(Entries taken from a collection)
──────────

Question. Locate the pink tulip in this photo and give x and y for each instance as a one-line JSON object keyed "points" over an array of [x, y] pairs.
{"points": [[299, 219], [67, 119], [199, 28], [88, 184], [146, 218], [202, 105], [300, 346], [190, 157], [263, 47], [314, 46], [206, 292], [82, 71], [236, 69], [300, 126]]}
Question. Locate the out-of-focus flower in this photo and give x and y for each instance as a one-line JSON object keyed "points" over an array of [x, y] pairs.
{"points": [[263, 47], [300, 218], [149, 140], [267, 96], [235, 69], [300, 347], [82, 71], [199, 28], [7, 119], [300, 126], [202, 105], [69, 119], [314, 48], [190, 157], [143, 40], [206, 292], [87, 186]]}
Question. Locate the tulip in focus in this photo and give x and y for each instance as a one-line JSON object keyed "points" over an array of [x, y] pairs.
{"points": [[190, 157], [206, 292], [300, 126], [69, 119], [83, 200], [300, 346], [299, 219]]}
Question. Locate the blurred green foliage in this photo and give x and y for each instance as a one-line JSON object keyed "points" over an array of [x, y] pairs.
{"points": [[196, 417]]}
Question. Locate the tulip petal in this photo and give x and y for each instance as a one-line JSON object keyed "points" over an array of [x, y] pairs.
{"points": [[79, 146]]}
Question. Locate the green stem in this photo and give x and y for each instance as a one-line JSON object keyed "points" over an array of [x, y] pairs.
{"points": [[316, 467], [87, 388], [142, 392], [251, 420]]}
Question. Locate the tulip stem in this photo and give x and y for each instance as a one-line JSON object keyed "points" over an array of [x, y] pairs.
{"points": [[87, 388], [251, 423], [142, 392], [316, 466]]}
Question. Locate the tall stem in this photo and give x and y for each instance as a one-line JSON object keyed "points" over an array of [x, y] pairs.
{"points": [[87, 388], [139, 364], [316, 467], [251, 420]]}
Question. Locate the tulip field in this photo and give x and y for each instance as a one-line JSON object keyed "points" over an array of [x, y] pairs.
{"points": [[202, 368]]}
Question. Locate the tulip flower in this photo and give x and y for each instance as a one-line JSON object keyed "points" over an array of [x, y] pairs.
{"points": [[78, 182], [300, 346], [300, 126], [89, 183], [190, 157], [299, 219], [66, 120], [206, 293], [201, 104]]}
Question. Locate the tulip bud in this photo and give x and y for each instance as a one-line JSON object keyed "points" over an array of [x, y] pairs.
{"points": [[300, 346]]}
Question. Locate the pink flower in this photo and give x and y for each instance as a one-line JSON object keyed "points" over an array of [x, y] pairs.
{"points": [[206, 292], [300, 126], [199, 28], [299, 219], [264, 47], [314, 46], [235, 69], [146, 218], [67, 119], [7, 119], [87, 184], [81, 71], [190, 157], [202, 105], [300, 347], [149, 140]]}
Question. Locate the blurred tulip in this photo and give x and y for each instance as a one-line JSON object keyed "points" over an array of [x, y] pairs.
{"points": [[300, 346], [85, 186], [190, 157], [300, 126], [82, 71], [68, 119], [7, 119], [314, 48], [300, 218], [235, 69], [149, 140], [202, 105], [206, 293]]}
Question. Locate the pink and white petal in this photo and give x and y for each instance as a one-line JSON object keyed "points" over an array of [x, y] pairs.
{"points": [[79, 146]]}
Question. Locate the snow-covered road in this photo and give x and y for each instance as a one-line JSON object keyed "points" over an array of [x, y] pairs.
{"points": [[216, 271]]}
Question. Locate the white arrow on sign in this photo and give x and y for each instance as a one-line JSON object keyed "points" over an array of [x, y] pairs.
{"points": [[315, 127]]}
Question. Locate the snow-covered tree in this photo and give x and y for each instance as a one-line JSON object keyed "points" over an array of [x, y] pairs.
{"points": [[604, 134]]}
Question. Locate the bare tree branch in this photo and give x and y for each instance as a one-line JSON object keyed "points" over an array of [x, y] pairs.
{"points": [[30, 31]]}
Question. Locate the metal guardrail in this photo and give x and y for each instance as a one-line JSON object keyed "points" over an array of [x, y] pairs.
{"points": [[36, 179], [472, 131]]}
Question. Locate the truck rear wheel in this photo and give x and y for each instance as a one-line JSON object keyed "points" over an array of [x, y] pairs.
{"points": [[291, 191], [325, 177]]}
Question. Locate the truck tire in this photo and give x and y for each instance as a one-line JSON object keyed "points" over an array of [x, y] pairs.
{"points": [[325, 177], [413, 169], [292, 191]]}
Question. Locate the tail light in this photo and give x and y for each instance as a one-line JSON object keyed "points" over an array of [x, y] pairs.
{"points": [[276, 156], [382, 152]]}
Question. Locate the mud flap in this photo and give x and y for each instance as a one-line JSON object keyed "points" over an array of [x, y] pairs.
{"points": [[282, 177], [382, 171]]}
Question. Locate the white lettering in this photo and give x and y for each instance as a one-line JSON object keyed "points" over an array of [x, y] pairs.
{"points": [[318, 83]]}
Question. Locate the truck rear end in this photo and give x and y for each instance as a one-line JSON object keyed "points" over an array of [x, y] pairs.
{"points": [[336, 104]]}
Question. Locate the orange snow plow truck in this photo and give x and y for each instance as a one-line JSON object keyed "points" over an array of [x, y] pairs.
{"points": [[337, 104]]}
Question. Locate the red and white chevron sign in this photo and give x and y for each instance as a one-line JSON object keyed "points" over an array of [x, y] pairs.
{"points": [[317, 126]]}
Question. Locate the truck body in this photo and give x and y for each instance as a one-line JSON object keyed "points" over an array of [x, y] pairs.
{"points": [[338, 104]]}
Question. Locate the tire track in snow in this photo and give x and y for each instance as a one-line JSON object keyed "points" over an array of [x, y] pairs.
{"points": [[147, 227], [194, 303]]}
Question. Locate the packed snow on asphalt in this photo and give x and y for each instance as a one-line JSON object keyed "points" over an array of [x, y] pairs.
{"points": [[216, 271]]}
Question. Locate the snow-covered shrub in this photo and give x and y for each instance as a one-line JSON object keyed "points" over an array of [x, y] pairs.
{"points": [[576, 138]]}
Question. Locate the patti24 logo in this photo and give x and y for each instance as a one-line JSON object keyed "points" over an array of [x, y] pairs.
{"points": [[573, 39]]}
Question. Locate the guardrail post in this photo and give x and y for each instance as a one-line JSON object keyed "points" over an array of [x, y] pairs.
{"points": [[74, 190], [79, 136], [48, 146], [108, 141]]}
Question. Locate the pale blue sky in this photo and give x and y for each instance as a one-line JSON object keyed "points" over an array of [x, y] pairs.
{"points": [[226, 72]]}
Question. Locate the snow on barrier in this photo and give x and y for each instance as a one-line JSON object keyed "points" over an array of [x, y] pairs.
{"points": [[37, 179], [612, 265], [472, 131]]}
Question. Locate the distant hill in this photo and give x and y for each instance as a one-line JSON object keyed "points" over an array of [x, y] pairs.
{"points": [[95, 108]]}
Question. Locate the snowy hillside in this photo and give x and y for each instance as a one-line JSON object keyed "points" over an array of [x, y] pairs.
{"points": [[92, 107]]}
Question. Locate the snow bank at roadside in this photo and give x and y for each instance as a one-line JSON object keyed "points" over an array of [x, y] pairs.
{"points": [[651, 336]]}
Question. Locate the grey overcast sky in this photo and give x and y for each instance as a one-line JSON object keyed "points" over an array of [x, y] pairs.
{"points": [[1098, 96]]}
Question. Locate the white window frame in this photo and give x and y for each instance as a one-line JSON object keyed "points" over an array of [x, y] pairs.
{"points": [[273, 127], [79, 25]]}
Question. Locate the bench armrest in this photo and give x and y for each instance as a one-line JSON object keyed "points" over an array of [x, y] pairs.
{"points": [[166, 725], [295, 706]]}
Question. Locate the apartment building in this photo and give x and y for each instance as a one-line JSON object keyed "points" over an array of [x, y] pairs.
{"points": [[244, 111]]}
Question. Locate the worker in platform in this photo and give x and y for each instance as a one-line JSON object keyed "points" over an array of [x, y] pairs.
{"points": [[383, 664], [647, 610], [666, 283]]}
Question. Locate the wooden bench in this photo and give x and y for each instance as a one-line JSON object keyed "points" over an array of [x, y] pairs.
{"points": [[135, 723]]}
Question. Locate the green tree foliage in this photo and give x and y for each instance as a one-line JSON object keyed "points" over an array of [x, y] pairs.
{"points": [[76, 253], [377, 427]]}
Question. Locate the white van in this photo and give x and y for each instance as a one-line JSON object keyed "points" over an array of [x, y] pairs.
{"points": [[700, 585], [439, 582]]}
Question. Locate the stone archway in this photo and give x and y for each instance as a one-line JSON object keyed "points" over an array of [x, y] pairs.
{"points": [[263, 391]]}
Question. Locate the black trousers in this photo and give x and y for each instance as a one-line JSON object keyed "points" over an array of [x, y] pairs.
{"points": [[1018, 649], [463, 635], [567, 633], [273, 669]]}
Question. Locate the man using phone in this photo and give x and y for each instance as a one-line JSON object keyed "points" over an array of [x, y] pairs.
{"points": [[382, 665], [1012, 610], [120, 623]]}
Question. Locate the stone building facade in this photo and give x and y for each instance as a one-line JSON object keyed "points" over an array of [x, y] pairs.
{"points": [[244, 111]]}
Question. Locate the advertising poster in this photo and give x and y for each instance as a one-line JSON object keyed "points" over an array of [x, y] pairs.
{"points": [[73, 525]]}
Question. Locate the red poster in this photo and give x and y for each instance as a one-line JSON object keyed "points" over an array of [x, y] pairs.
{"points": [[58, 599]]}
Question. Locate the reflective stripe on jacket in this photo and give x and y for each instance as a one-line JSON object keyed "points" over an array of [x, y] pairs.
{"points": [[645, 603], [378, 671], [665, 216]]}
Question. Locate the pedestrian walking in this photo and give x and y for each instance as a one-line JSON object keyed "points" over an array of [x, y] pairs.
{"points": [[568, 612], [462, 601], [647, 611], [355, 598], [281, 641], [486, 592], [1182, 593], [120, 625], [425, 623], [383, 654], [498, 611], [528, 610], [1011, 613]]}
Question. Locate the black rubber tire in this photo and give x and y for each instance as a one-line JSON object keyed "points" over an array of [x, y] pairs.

──────────

• **Problem description**: Start at the line that has "Question. Locate the stone building" and stop after the last line of the records. Write out every line in that range in full, copying the lines without answers unchanged and multiplying each x and y coordinate in the answers by 0.7, rounded to a whole number with halves rounded up.

• **Task solution**:
Question. Locate the stone building facade in this photo and give x and y for each instance as a one-line JSON object keyed "points" over an array of [x, y] pairs.
{"points": [[171, 78]]}
Question. Locate the advertising poster in this photo and give x and y for each instance as a one-line JSON object keyed "points" over an array of [x, y] pairs.
{"points": [[51, 368]]}
Question. Locate the red poster in this photo and give x and y for each instance as a one-line JSON object keyed "points" over an array of [x, y] pairs.
{"points": [[41, 419]]}
Question. Locate the reflective stripe on jacket in this photo and give x and y for each instance as a one-line JSON object keyed "points" over an array of [x, y] pairs.
{"points": [[452, 422], [265, 470], [466, 151]]}
Question. Locate the pedestrian walking in this photo and give x and y for each instance as a one-line JSON object keyed "points" over an array of [x, y] pairs.
{"points": [[398, 428], [323, 421], [453, 428], [249, 419], [197, 449], [340, 414], [827, 415], [84, 438], [298, 436], [268, 458], [349, 428], [370, 427], [708, 429]]}
Question. Locate the black rubber tire in this photo and give x and y for each instance as a one-line JSON object keyed "points" over an array of [x, y] pairs.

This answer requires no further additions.